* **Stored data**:
+++

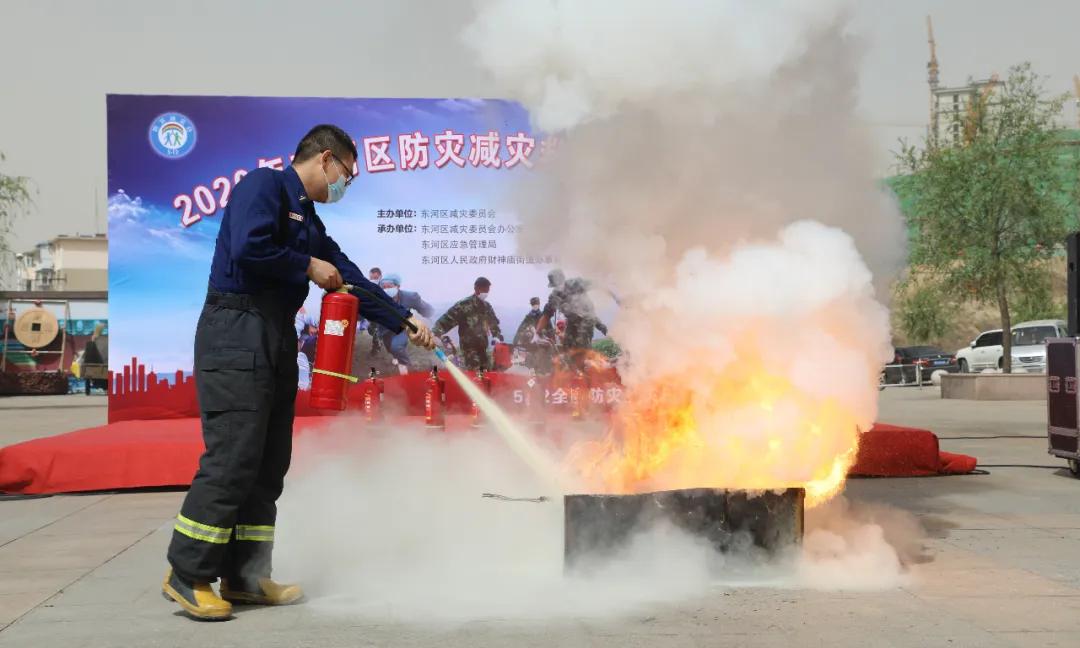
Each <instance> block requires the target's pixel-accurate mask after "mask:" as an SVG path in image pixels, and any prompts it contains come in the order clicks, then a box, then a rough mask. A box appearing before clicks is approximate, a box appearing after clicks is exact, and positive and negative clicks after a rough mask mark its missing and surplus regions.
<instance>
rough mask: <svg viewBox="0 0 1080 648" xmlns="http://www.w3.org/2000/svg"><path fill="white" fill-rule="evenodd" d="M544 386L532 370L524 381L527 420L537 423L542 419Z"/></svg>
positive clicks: (538, 422)
mask: <svg viewBox="0 0 1080 648" xmlns="http://www.w3.org/2000/svg"><path fill="white" fill-rule="evenodd" d="M544 391H545V388H544V386H543V382H542V381H541V380H540V376H538V375H537V373H536V372H535V370H534V372H532V375H531V376H529V380H528V382H526V383H525V411H526V414H527V416H528V419H529V422H532V423H539V422H542V421H543V413H544V406H545V404H546V403H545V394H544Z"/></svg>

+++

* **Problem details**:
Which lines of the data above contain "rough"? Copy each one.

* **Finished task**:
Each <instance> block requires the target's pixel-accurate mask after "mask:" as an SVG path in image pixels, and any prompts it contains come in the order clicks, then a box, then a rough mask. A box appearing before clicks is approximate, a box appearing after clicks is exact, and positive and negative clicks after a rough mask mark its missing and surplus regions.
rough mask: <svg viewBox="0 0 1080 648" xmlns="http://www.w3.org/2000/svg"><path fill="white" fill-rule="evenodd" d="M544 386L532 370L524 381L527 420L537 423L542 419Z"/></svg>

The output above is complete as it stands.